SET TASK –
Count the lines of the data below that contain the string "faucet", matching case exactly, and give only the number.

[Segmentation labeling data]
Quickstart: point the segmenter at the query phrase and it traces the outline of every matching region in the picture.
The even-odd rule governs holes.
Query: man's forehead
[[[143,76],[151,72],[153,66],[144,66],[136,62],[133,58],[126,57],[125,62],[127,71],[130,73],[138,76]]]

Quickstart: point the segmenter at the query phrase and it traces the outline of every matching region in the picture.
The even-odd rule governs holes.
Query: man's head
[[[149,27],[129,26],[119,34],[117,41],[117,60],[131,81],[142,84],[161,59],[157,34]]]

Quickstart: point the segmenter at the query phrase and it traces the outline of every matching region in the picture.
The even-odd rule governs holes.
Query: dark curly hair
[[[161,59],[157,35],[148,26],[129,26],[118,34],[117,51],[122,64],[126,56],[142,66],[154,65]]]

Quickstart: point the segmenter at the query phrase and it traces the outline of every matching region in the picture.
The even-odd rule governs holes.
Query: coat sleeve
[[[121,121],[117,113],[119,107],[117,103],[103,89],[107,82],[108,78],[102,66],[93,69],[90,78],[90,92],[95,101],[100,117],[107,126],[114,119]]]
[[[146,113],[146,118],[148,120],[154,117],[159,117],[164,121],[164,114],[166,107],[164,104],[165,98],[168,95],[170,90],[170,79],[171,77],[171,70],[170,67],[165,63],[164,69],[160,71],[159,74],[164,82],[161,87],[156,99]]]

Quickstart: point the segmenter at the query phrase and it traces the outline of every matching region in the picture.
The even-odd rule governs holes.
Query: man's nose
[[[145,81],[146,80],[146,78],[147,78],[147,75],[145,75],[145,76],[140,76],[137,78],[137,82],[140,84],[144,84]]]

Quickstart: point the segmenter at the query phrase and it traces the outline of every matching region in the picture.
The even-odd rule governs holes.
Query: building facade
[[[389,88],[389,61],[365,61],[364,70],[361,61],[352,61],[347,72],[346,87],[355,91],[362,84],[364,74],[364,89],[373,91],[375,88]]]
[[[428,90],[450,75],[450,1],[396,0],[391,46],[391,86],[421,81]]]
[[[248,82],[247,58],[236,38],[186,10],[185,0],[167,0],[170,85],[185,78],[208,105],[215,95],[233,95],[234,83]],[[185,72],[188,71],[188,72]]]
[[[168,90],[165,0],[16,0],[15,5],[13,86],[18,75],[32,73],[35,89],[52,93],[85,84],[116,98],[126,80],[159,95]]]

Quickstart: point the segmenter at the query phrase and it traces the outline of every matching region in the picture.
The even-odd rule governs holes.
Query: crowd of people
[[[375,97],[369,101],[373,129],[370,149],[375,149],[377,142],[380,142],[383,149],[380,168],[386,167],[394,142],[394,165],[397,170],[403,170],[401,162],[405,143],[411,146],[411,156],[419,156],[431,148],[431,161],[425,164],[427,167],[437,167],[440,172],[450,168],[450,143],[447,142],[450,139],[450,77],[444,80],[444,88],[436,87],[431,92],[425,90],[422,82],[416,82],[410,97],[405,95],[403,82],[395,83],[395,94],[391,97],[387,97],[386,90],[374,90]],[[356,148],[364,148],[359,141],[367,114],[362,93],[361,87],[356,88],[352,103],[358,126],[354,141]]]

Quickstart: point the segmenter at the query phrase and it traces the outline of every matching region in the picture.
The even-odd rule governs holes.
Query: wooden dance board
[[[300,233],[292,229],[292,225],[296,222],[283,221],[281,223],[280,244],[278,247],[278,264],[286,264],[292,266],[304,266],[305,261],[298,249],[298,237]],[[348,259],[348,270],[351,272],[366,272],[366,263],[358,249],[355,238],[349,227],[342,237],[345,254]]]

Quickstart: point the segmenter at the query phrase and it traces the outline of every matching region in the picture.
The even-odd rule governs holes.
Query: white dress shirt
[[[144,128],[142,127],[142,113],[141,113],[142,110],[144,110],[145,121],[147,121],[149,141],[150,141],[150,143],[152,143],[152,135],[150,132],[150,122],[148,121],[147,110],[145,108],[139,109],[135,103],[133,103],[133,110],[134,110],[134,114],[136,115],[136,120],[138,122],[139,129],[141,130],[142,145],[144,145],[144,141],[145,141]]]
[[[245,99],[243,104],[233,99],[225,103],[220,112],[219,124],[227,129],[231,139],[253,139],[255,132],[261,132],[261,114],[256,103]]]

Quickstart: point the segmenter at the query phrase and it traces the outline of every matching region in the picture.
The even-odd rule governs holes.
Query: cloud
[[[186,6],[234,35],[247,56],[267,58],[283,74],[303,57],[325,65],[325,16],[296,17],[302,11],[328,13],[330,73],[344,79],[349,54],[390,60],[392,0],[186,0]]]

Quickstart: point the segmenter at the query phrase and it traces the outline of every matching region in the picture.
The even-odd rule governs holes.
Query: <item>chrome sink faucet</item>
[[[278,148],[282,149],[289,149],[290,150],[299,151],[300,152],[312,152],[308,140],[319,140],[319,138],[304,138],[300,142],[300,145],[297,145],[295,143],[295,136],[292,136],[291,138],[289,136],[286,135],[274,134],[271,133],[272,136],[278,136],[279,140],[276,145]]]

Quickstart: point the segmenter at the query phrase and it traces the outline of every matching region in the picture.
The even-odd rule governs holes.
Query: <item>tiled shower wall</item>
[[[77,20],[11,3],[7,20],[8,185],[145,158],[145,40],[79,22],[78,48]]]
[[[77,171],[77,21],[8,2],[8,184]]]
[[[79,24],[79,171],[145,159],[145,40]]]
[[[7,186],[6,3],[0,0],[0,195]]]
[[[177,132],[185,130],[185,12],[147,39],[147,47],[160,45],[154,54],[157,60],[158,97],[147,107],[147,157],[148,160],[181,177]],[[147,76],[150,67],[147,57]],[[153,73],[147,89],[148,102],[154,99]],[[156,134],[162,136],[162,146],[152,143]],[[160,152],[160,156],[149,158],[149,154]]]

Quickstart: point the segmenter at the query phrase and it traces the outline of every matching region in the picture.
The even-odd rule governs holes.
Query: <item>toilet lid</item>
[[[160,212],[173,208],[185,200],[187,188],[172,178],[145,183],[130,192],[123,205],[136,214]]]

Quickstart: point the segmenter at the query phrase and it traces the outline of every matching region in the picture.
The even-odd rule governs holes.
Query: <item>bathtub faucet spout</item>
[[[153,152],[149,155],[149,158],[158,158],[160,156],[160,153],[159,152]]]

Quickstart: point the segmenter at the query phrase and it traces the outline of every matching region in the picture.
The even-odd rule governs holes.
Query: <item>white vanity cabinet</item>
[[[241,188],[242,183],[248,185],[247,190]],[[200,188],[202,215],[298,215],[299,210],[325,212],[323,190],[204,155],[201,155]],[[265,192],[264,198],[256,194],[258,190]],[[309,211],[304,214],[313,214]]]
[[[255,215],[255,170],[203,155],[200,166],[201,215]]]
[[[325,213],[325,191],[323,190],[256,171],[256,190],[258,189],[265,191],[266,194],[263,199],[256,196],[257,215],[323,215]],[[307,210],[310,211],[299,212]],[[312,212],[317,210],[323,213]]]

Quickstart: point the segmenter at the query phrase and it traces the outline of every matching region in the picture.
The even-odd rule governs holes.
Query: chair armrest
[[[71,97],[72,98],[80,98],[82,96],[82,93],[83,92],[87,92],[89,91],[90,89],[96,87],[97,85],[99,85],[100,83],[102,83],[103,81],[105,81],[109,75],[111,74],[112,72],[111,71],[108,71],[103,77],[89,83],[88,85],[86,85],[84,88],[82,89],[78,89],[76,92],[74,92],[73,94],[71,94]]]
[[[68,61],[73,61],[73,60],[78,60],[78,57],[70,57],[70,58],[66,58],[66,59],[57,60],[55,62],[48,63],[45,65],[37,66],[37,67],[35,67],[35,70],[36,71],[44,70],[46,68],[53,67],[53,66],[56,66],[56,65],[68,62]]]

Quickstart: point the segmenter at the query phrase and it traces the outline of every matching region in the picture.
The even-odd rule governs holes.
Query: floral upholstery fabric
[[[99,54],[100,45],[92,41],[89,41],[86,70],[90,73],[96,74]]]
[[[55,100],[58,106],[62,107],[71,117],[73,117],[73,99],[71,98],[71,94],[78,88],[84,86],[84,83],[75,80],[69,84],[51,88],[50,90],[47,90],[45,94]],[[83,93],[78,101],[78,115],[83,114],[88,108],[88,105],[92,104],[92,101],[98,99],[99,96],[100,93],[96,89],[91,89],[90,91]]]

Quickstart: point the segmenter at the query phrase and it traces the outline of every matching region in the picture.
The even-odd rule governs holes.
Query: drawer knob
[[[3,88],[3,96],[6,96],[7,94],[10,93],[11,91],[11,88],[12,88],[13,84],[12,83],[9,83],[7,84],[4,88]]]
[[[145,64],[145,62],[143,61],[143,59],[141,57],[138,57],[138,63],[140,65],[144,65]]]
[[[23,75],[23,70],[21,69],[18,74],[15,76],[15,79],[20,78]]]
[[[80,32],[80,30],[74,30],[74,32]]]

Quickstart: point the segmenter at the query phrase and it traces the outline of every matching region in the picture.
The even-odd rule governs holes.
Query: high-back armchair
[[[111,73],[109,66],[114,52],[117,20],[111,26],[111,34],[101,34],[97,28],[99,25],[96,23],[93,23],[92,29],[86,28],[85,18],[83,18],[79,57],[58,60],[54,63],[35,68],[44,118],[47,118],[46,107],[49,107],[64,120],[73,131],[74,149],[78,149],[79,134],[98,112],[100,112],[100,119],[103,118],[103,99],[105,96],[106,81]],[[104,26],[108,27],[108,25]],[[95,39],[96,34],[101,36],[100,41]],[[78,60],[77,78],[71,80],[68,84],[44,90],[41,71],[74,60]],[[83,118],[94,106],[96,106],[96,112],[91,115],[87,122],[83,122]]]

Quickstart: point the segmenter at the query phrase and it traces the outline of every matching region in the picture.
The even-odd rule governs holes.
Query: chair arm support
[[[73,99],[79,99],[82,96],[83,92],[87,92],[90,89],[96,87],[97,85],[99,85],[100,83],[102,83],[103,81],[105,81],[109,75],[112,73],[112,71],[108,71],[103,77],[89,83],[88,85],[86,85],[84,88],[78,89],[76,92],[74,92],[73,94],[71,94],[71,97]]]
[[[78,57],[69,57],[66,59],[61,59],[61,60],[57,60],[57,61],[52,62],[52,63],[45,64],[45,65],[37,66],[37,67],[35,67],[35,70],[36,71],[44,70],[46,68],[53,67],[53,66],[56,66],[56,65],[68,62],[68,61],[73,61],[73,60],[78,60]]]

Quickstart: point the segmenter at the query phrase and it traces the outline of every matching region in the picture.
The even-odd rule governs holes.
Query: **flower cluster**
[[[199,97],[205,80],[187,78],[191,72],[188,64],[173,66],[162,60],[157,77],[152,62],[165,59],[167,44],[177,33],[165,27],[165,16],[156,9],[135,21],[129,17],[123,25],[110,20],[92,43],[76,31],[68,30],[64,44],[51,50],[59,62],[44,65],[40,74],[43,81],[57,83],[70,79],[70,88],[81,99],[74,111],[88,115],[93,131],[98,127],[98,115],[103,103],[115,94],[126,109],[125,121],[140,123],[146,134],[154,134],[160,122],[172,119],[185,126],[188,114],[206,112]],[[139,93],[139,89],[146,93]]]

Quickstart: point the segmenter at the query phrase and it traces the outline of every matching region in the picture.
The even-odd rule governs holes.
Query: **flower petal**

EXERCISE ANSWER –
2